→ **Aim of the task**:
Rewrite the lines from the start of the records through the line containing "[0,11,180,30]", replacing "guardrail" with "guard rail" and keeping everything else the same.

→ **Task input**:
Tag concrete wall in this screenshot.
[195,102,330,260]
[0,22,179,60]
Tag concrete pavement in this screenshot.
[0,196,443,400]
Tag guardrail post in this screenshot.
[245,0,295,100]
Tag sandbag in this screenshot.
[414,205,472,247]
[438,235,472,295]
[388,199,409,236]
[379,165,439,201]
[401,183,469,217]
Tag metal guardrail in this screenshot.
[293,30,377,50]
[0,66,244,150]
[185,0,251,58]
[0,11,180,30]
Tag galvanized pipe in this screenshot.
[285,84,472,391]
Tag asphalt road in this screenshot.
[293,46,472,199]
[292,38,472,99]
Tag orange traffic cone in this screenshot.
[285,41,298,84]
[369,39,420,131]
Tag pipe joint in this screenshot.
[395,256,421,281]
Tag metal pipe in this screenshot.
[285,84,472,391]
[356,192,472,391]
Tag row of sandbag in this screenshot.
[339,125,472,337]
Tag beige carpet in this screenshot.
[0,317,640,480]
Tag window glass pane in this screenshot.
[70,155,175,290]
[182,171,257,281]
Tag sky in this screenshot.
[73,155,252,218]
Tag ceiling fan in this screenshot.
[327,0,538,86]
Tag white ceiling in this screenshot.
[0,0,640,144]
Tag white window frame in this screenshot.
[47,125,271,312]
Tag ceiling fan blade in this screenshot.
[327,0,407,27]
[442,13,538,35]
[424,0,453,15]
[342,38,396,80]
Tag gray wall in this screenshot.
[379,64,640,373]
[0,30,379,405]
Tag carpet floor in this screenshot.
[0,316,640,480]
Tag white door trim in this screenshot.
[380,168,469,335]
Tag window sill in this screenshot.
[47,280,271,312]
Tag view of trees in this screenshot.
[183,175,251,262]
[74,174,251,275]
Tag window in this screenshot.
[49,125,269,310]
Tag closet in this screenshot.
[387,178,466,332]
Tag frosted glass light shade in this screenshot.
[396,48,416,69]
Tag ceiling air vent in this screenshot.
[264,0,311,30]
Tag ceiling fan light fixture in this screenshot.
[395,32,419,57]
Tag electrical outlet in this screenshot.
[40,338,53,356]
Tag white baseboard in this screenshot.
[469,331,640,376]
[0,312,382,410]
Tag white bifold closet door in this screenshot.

→ **Full output**:
Tag concrete wall in this screenshot.
[195,102,330,260]
[0,22,179,60]
Tag concrete pavement in this screenshot.
[0,196,443,400]
Tag guard rail post in this screenshot.
[245,0,295,100]
Tag sandbag in this screenshot.
[414,205,472,247]
[438,235,472,295]
[388,199,409,236]
[379,165,439,201]
[401,183,469,217]
Tag metal guard rail in this screenshot.
[293,30,377,50]
[0,66,244,150]
[185,0,251,58]
[0,11,180,30]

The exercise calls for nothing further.